## What is expected:
Nothing in the data should be left out or altered when it is retyped.
____ Exercise material
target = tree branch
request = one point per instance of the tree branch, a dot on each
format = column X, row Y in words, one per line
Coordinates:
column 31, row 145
________
## Solution for this task:
target = tree branch
request = one point per instance of the tree branch, a dot on each
format = column X, row Y in words, one per line
Coordinates:
column 31, row 145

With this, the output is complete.